Task item>
Return all the entries. Match them word for word.

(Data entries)
-.-.-

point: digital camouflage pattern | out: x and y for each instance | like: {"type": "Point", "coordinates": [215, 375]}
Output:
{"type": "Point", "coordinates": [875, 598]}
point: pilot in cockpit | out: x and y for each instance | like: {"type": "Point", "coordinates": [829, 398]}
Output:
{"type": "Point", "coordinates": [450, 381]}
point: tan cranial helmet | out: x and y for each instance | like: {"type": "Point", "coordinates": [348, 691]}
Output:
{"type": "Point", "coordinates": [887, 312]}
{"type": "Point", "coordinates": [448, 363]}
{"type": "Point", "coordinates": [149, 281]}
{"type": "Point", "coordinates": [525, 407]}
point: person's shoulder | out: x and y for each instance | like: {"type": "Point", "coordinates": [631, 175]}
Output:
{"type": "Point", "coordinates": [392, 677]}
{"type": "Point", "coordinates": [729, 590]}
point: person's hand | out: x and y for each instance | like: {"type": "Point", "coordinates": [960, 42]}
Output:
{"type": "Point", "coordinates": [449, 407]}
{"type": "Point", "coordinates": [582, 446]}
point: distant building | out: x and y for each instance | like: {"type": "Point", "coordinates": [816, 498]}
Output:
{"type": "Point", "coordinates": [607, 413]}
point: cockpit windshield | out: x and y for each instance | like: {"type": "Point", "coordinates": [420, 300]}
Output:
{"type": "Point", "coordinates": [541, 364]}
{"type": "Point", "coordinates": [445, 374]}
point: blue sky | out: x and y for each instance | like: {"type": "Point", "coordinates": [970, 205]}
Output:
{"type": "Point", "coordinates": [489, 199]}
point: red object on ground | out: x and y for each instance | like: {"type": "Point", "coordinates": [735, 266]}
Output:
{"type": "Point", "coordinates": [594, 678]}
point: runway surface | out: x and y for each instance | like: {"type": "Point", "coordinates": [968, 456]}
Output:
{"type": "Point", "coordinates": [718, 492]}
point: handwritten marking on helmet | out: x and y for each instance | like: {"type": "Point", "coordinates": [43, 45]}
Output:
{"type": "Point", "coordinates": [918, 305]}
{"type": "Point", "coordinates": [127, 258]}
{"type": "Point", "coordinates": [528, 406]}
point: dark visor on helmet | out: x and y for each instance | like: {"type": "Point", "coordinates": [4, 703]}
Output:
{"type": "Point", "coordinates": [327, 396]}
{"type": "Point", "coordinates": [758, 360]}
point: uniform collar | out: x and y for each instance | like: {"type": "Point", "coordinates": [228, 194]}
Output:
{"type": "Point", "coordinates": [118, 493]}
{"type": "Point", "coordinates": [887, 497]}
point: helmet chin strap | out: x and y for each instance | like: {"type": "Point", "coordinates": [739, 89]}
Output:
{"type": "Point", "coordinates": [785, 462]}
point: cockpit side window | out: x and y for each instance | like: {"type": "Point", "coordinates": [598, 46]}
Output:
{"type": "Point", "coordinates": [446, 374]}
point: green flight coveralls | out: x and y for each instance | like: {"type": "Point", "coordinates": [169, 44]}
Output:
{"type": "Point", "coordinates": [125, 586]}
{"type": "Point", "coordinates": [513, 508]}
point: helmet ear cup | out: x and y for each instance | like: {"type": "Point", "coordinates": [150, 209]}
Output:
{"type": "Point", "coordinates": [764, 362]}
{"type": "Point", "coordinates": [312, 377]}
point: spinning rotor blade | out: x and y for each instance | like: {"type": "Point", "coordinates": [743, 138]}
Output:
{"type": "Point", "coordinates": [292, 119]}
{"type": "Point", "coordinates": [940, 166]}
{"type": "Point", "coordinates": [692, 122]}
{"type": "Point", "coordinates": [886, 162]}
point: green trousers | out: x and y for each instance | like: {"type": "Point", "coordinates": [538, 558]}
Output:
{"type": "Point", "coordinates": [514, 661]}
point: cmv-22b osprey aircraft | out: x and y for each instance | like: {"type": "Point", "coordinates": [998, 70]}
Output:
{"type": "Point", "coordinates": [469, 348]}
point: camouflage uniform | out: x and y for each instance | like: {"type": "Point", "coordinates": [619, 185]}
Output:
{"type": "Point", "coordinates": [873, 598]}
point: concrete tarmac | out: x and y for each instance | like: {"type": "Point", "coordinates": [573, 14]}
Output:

-.-.-

Response to this task>
point: digital camouflage pattern | out: x and y for each instance | like: {"type": "Point", "coordinates": [215, 375]}
Output:
{"type": "Point", "coordinates": [875, 598]}
point: pilot in cockpit | out: x and y for each instance | like: {"type": "Point", "coordinates": [829, 398]}
Output:
{"type": "Point", "coordinates": [450, 381]}
point: tan cranial helmet | out: x and y for each instance | like: {"type": "Point", "coordinates": [348, 691]}
Output:
{"type": "Point", "coordinates": [887, 312]}
{"type": "Point", "coordinates": [448, 363]}
{"type": "Point", "coordinates": [149, 281]}
{"type": "Point", "coordinates": [525, 407]}
point: person's shoulder | out: x and y for each instance | like: {"type": "Point", "coordinates": [631, 175]}
Output:
{"type": "Point", "coordinates": [392, 677]}
{"type": "Point", "coordinates": [729, 590]}
point: person's hand | out: x and y for each instance | like: {"type": "Point", "coordinates": [960, 42]}
Output:
{"type": "Point", "coordinates": [449, 407]}
{"type": "Point", "coordinates": [582, 446]}
point: distant building | out: x and y for each instance | like: {"type": "Point", "coordinates": [816, 498]}
Output:
{"type": "Point", "coordinates": [607, 413]}
point: cockpit windshield | out: x and y for each instance | like: {"type": "Point", "coordinates": [420, 300]}
Output:
{"type": "Point", "coordinates": [541, 364]}
{"type": "Point", "coordinates": [445, 374]}
point: blue sky | out: x and y for each instance | like: {"type": "Point", "coordinates": [970, 205]}
Output:
{"type": "Point", "coordinates": [489, 199]}
point: red object on ground | out: x and y for each instance | like: {"type": "Point", "coordinates": [735, 266]}
Output:
{"type": "Point", "coordinates": [594, 678]}
point: runway surface | out: x and y for each instance | like: {"type": "Point", "coordinates": [968, 456]}
Output:
{"type": "Point", "coordinates": [718, 492]}
point: handwritten marking on helmet | out: x and y for each instance | like: {"type": "Point", "coordinates": [43, 45]}
Output:
{"type": "Point", "coordinates": [918, 305]}
{"type": "Point", "coordinates": [127, 258]}
{"type": "Point", "coordinates": [528, 406]}
point: dark visor on helmet | out: x and y for each instance | like: {"type": "Point", "coordinates": [4, 703]}
Output:
{"type": "Point", "coordinates": [327, 396]}
{"type": "Point", "coordinates": [758, 360]}
point: uniform collar | out: x and y for each instance | like: {"type": "Point", "coordinates": [228, 194]}
Output:
{"type": "Point", "coordinates": [118, 493]}
{"type": "Point", "coordinates": [887, 497]}
point: helmet chin strap | out: x and y for each instance | like: {"type": "Point", "coordinates": [739, 89]}
Output:
{"type": "Point", "coordinates": [785, 462]}
point: cockpit side window | out: x and y for each instance | like: {"type": "Point", "coordinates": [598, 46]}
Output:
{"type": "Point", "coordinates": [446, 374]}
point: green flight coveralls | out: x and y for each instance | like: {"type": "Point", "coordinates": [169, 44]}
Output:
{"type": "Point", "coordinates": [125, 586]}
{"type": "Point", "coordinates": [513, 508]}
point: helmet ear cup | out: x and y for each instance | like: {"type": "Point", "coordinates": [150, 209]}
Output:
{"type": "Point", "coordinates": [764, 362]}
{"type": "Point", "coordinates": [312, 377]}
point: spinning rotor blade | out: x and y for each instance | like: {"type": "Point", "coordinates": [743, 138]}
Output:
{"type": "Point", "coordinates": [292, 119]}
{"type": "Point", "coordinates": [940, 166]}
{"type": "Point", "coordinates": [692, 122]}
{"type": "Point", "coordinates": [886, 162]}
point: green trousers | out: x and y for each instance | like: {"type": "Point", "coordinates": [538, 558]}
Output:
{"type": "Point", "coordinates": [514, 661]}
point: cmv-22b osprey aircraft | out: x and y for each instance | like: {"type": "Point", "coordinates": [998, 70]}
Output:
{"type": "Point", "coordinates": [469, 348]}
point: camouflage uniform | out: x and y for each instance | like: {"type": "Point", "coordinates": [619, 185]}
Output:
{"type": "Point", "coordinates": [873, 598]}
point: concrete tarmac | out: x and y for each instance | like: {"type": "Point", "coordinates": [573, 14]}
Output:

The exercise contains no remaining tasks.